Überzeugender Kompromiss
Tatiana Lori leitet die Fachbereiche Bau- und Ortsbildpflege bei der kantonalen Denkmalpflege. Diese arbeitete bei der Planung des Wohnparks in Allmendingen von Anfang an mit. Schliesslich grenzen die Neubauten an die Umgebung des Schlosses.
Ursprünglich waren drei Baufelder vorgesehen: nördlich, westlich und östlich des Schlosses. Der Denkmalpflege war es aber ein Anliegen, das östliche Feld grün zu belassen. Die Grundeigentümer – die Schlossbesitzer Bernard und Vincent Steck – waren damit einverstanden. Im Gegenzug bot die Denkmalpflege Hand dazu, die Baufelder nördlich und westlich des Schlosses etwas zu vergrössern. So gelang ein Kompromiss, mit dem beide Parteien und auch die Gemeinde als Planungsbehörde leben konnten.
Solche Lösungen sind heute gefragter denn je. Weil das Bevölkerungswachstum und der Wohlstand den Flächenbedarf von Herr und Frau Schweizer rasant steigen lassen. Laut dem revidierten Raumplanungsgesetz sollen Dörfer und Städte nicht mehr primär gegen aussen wachsen, sondern gegen innen. «Verdichten» ist das Gebot der Stunde. Dadurch steigt der Druck auf die historischen Ortsbilder – und letztlich auch auf die Denkmalpflege, die von Gesetzes wegen darauf achtet, dass die vorhandene Bausubstanz nicht zu sehr beeinträchtigt wird.
Überragendes Türmli
Tatiana Lori marschiert um den Wohnpark beim Schloss Allmendingen. Je drei Häuser gruppieren sich um einen Innenhof, ähnlich wie beim Schloss. Getrennt werden die beiden Häusergruppen durch einen Grünstreifen. Von hier aus öffnet sich der Blick auf das Schlosstürmli. «Die Neubauten sind weniger hoch als das Türmli. Sie sind nicht eine Konkurrenz zum Schloss, sondern eine Ergänzung», sagt Tatiana Lori. «Ja», findet auch Schlossherr Bernard Steck, «mit dieser Überbauung müssen wir uns nicht schämen.» Zu verdanken sei dies einerseits dem «feinfühligen Architekten» vom Berner Büro B. Und andererseits dem Umstand, dass man die Gemeindebehörden und die Denkmalpflege bei der Planung von Anfang an ins Boot geholt habe.

(Einträge aus einer Datenquelle)
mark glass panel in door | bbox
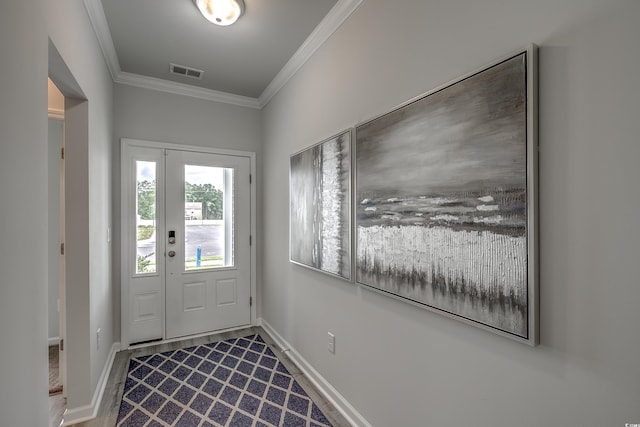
[135,160,157,274]
[184,164,234,271]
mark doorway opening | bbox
[47,79,66,425]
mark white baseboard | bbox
[257,318,372,427]
[60,342,120,427]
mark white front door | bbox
[165,150,251,338]
[121,141,252,345]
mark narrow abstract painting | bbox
[289,131,351,280]
[355,51,537,344]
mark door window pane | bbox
[136,160,157,274]
[184,165,233,270]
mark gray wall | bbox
[0,0,113,426]
[0,0,48,426]
[262,0,640,427]
[112,84,262,340]
[45,0,114,419]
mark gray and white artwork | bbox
[289,131,351,280]
[354,52,529,339]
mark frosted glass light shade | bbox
[193,0,244,27]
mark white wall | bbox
[112,84,262,340]
[262,0,640,427]
[45,0,113,418]
[0,0,47,426]
[47,118,64,345]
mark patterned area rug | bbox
[117,335,331,427]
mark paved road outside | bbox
[138,224,223,258]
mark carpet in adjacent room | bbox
[49,344,62,396]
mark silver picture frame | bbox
[289,129,353,281]
[353,45,539,346]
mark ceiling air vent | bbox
[169,63,204,80]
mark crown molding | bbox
[83,0,364,109]
[114,71,260,109]
[258,0,364,108]
[84,0,122,81]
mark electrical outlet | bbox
[327,332,336,354]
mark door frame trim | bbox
[119,138,258,350]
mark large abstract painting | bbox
[355,49,537,344]
[289,131,351,280]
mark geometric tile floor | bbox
[116,334,331,427]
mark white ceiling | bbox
[84,0,362,108]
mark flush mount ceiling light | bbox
[193,0,244,26]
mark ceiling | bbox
[84,0,362,108]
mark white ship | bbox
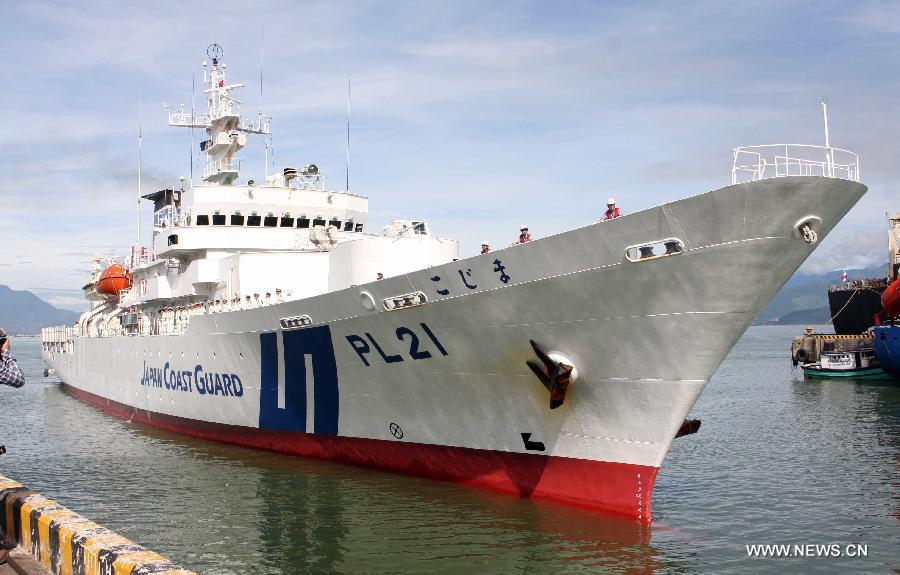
[43,45,866,522]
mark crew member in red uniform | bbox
[603,198,622,222]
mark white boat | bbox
[43,46,866,522]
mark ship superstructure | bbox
[43,50,866,522]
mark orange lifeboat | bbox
[97,264,131,297]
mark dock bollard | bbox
[0,475,196,575]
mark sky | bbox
[0,0,900,310]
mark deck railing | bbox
[731,144,859,184]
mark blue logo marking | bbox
[259,326,340,435]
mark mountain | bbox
[0,284,80,334]
[753,263,887,324]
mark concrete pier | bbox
[0,475,195,575]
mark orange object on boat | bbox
[97,264,131,296]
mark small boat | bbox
[803,348,891,379]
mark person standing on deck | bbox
[0,328,25,387]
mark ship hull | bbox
[45,177,865,522]
[873,325,900,379]
[64,384,659,521]
[828,286,885,335]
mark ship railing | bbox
[203,160,241,178]
[169,112,209,128]
[731,144,859,184]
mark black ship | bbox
[828,278,888,335]
[828,213,900,335]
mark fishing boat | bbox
[802,348,889,379]
[42,45,866,523]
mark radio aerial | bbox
[206,44,224,63]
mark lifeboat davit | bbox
[97,264,131,297]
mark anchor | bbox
[525,339,575,409]
[675,419,700,439]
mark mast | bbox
[256,26,269,182]
[132,92,144,266]
[822,98,834,178]
[169,44,272,185]
[346,78,350,192]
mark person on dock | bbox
[600,198,622,222]
[0,327,25,387]
[519,224,531,244]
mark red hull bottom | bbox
[63,384,659,523]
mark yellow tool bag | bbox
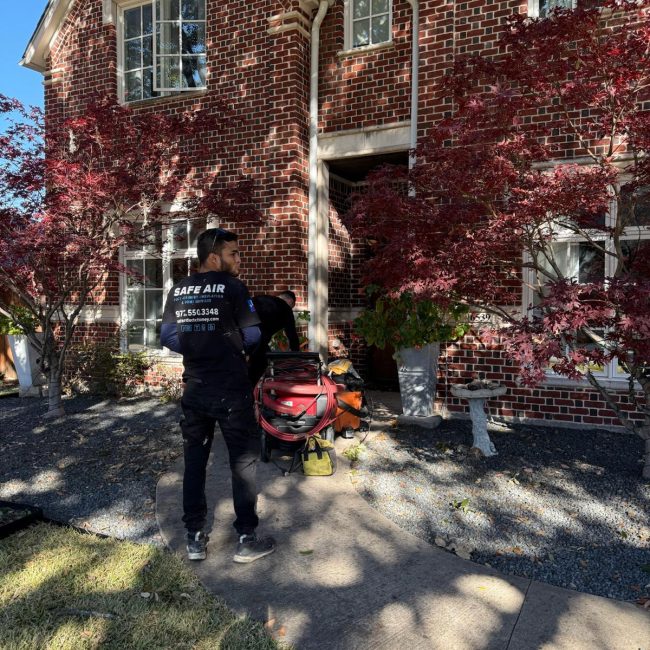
[300,434,336,476]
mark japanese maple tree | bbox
[0,96,255,415]
[350,0,650,477]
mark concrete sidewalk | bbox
[156,394,650,650]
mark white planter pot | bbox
[397,343,440,418]
[8,334,47,397]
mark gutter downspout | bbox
[408,0,420,169]
[307,0,333,354]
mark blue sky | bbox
[0,0,47,107]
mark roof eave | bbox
[20,0,75,74]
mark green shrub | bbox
[354,285,469,350]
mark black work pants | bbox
[181,380,260,535]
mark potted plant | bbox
[354,286,469,426]
[0,306,45,397]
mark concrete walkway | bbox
[156,394,650,650]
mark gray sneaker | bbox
[233,533,275,564]
[187,530,209,560]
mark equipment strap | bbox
[336,397,364,418]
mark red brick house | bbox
[22,0,648,426]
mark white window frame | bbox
[151,0,208,93]
[522,181,650,382]
[343,0,393,51]
[116,0,160,104]
[116,0,207,104]
[528,0,577,18]
[119,216,205,356]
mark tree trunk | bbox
[642,437,650,479]
[44,359,65,418]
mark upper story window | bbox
[119,0,206,102]
[528,0,576,18]
[345,0,393,50]
[523,187,650,380]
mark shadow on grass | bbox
[0,396,182,540]
[0,524,277,650]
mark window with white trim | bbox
[528,0,577,18]
[345,0,393,50]
[153,0,206,92]
[122,219,204,351]
[118,0,207,102]
[523,187,650,380]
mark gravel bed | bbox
[0,396,182,546]
[355,412,650,601]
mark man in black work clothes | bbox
[161,228,275,563]
[248,291,300,386]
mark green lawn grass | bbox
[0,524,283,650]
[0,382,18,397]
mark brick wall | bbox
[39,0,644,425]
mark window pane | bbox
[172,221,187,251]
[182,56,206,88]
[127,323,144,347]
[126,260,143,287]
[144,259,162,287]
[142,36,153,68]
[156,23,180,54]
[147,291,162,320]
[182,23,205,54]
[619,187,650,228]
[352,19,370,47]
[124,7,140,38]
[620,239,650,280]
[126,289,144,321]
[124,70,142,102]
[578,242,605,284]
[576,329,605,374]
[171,258,188,284]
[144,225,162,253]
[146,321,160,348]
[124,38,142,70]
[189,221,204,248]
[372,14,389,43]
[158,57,181,88]
[142,5,153,34]
[181,0,205,20]
[156,0,180,20]
[352,0,370,18]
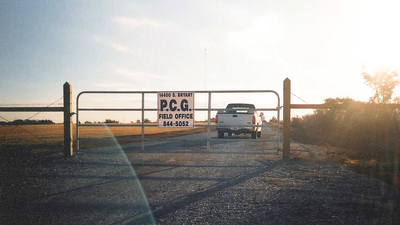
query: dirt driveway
[0,129,400,224]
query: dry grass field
[0,123,216,154]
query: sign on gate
[157,92,194,128]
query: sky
[0,0,400,122]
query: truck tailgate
[217,113,253,127]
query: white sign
[157,92,194,128]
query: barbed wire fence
[0,96,64,146]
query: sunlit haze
[0,0,400,122]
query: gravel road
[0,131,400,224]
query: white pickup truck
[215,103,264,139]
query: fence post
[282,78,291,159]
[64,82,74,156]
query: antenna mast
[204,48,207,91]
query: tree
[361,68,400,103]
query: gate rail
[76,90,281,152]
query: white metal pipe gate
[76,90,281,153]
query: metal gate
[76,90,281,153]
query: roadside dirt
[0,129,400,224]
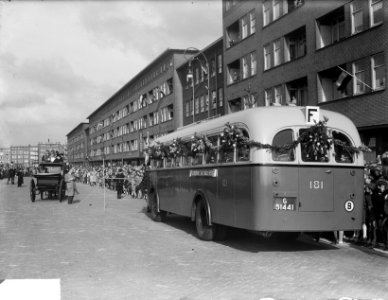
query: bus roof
[156,106,361,146]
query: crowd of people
[66,165,146,198]
[357,152,388,249]
[0,152,388,249]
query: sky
[0,0,222,147]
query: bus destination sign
[189,169,218,177]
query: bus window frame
[293,126,357,166]
[270,126,357,166]
[150,122,254,169]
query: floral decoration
[147,117,368,163]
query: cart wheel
[58,179,65,202]
[30,180,36,202]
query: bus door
[299,165,334,212]
[299,129,334,212]
[217,166,235,226]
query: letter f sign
[306,106,319,125]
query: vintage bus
[147,106,364,240]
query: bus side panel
[214,166,235,226]
[246,166,274,231]
[253,166,363,232]
[157,170,189,215]
[234,165,254,228]
[334,168,364,230]
[190,168,218,217]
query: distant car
[30,162,66,202]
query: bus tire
[195,199,216,241]
[149,193,166,222]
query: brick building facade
[88,49,196,165]
[66,123,89,166]
[223,0,388,159]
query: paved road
[0,178,388,300]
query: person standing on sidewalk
[116,168,125,199]
[64,169,75,204]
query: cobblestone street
[0,178,388,300]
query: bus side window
[333,131,353,164]
[272,129,295,161]
[219,148,234,163]
[204,136,218,164]
[299,129,329,163]
[193,153,204,165]
[237,130,251,161]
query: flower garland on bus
[147,117,370,161]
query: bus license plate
[273,197,296,210]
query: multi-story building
[88,49,197,165]
[38,141,67,163]
[66,123,89,167]
[8,145,38,168]
[177,38,225,125]
[0,147,11,166]
[223,0,388,158]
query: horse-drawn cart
[30,162,66,202]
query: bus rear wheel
[148,193,166,222]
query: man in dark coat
[16,169,24,187]
[116,168,125,199]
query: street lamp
[185,47,210,123]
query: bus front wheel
[195,199,215,241]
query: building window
[273,39,282,66]
[273,0,281,21]
[210,58,216,77]
[284,27,306,62]
[199,95,205,112]
[250,52,257,76]
[218,88,224,107]
[212,91,217,109]
[227,59,240,84]
[285,77,307,106]
[249,11,256,34]
[351,1,364,34]
[371,53,385,90]
[217,54,222,74]
[186,101,190,117]
[241,16,248,39]
[263,0,272,26]
[242,57,249,79]
[370,0,384,26]
[264,89,273,106]
[317,6,345,49]
[273,85,283,105]
[264,44,272,70]
[353,60,365,95]
[263,0,304,26]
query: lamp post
[185,47,210,123]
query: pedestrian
[64,169,75,204]
[116,168,125,199]
[17,169,23,187]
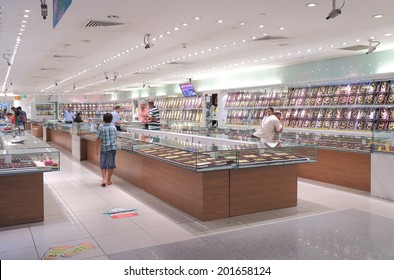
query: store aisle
[0,147,394,260]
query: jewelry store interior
[0,0,394,260]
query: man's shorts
[100,150,116,169]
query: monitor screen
[179,83,197,97]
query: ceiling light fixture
[326,0,345,20]
[365,40,380,54]
[305,3,317,8]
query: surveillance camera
[326,9,342,20]
[41,4,48,19]
[365,46,376,54]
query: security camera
[326,0,345,20]
[365,40,380,54]
[326,9,342,20]
[144,34,153,49]
[365,46,376,54]
[41,4,48,19]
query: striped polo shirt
[148,107,160,130]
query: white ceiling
[0,0,394,94]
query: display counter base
[0,173,44,226]
[86,141,297,221]
[298,149,371,192]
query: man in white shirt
[111,105,123,131]
[253,107,283,143]
[64,107,74,123]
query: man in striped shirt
[148,100,160,130]
[96,113,117,187]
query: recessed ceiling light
[305,3,317,8]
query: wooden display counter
[84,140,297,221]
[0,173,44,226]
[47,129,72,152]
[298,149,371,192]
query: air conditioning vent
[53,54,76,58]
[84,20,124,28]
[40,68,60,71]
[338,45,369,52]
[254,36,289,41]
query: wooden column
[0,173,44,226]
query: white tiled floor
[0,144,394,259]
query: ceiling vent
[40,67,60,71]
[338,45,369,52]
[84,20,124,28]
[254,36,289,41]
[53,54,76,58]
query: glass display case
[42,119,73,134]
[133,139,317,172]
[279,131,372,153]
[237,143,317,168]
[0,131,60,175]
[372,130,394,154]
[133,139,237,172]
[36,103,56,118]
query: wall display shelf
[225,81,394,131]
[59,103,102,119]
[155,97,205,129]
[372,131,394,154]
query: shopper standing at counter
[148,100,160,130]
[138,101,149,129]
[253,107,283,143]
[64,106,74,123]
[111,105,123,131]
[96,113,117,187]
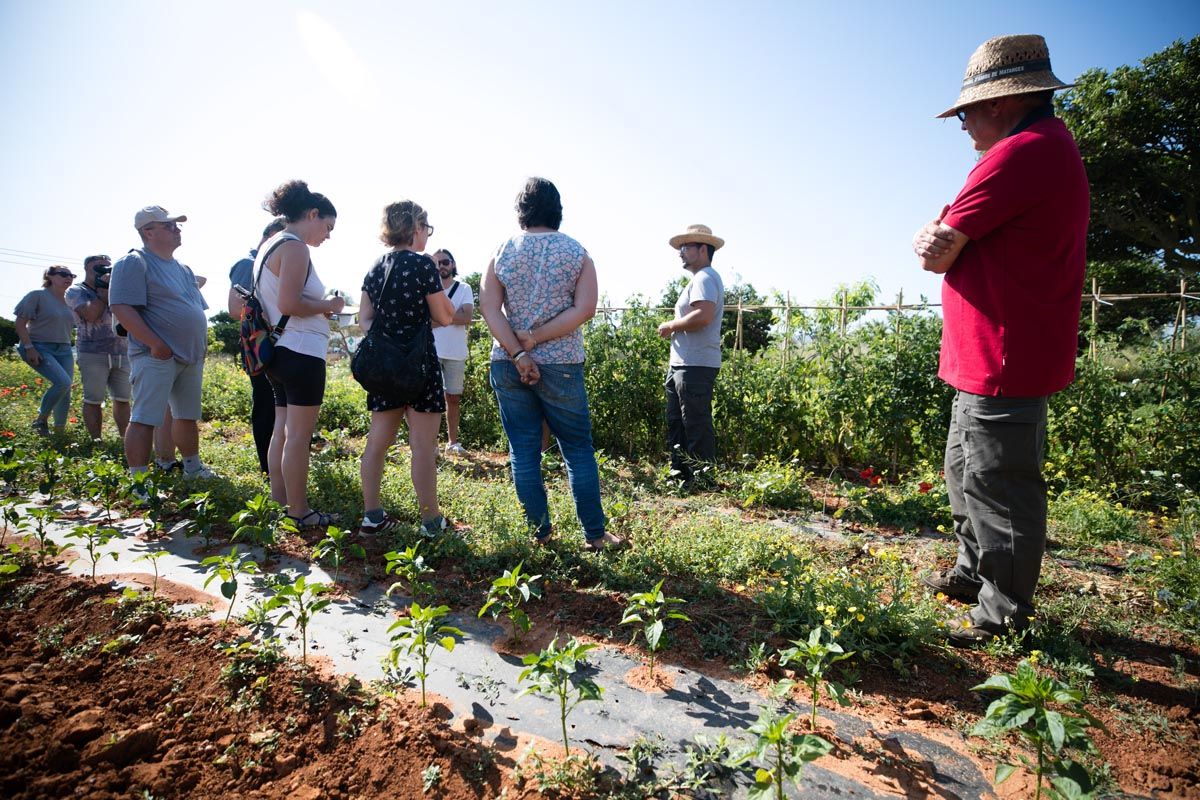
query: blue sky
[0,0,1200,317]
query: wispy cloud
[296,11,379,109]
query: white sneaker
[184,467,217,481]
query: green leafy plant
[28,506,66,566]
[229,494,296,552]
[620,581,690,679]
[0,497,29,546]
[384,601,466,708]
[264,575,334,664]
[479,561,541,642]
[179,492,222,549]
[133,551,169,597]
[66,525,121,583]
[125,473,168,535]
[84,458,127,525]
[200,545,258,625]
[971,660,1105,800]
[312,525,367,583]
[779,626,854,730]
[517,637,604,758]
[34,447,66,500]
[383,542,433,599]
[731,680,833,800]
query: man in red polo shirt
[913,35,1088,646]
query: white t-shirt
[433,281,475,361]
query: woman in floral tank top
[480,178,624,551]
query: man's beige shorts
[438,359,467,395]
[76,353,131,405]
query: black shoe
[920,570,979,603]
[946,620,996,648]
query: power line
[0,247,76,261]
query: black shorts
[266,348,325,408]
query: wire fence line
[596,278,1200,359]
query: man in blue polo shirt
[659,225,725,488]
[108,205,212,477]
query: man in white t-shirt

● AUFGABEN
(a) Zitiere einen Abschnitt aus dem Text zum Wohnpark Allmendingen: Beginne bei den Worten „Überzeugender Kompromiss“ und höre nach „Planungsbehörde leben konnten.“ auf.
(b) Schreibe den Text zum Wohnpark Allmendingen weiter, wo er aufhört.
Die Datensätze sind eigenständiges Material und gehören nicht zum Text.

● LÖSUNGEN
(a)
Überzeugender Kompromiss
Tatiana Lori leitet die Fachbereiche Bau- und Ortsbildpflege bei der kantonalen Denkmalpflege. Diese arbeitete bei der Planung des Wohnparks in Allmendingen von Anfang an mit. Schliesslich grenzen die Neubauten an die Umgebung des Schlosses.
Ursprünglich waren drei Baufelder vorgesehen: nördlich, westlich und östlich des Schlosses. Der Denkmalpflege war es aber ein Anliegen, das östliche Feld grün zu belassen. Die Grundeigentümer – die Schlossbesitzer Bernard und Vincent Steck – waren damit einverstanden. Im Gegenzug bot die Denkmalpflege Hand dazu, die Baufelder nördlich und westlich des Schlosses etwas zu vergrössern. So gelang ein Kompromiss, mit dem beide Parteien und auch die Gemeinde als Planungsbehörde leben konnten.

(b)
«Wird die Denkmalpflege früh miteinbezogen, entsteht nicht das Gefühl, wir seien nur Verhinderer», sagt Tatiana Lori. Dann lasse sich aus der DNA eines bestehenden Ortes heraus etwas Neues entwickeln. Es entsteht ein Projekt, das im Idealfall nicht nur gut aussieht, sondern auch wirtschaftlich erfolgreich ist. Die 42 Eigentumswohnungen im Schloss-Wohnpark, alle im höheren Preissegment, waren laut Bernard Steck jedenfalls im Nu verkauft.
GROSSE PLÄNE
In den Siebzigerjahren hatte Allmendingen grosse Pläne: Es hätte im grossen Stil Land überbaut werden sollen, die Einwohnerzahl hätte von 350 auf rund 3000 steigen sollen. Doch es geschah wenig: Viele Bauern liessen ihr Land nicht überbauen, sodass später wieder im grossen Stil ausgezont wurde.
Das Gebiet um das Schloss blieb die letzte grosse Baulandreserve der Gemeinde.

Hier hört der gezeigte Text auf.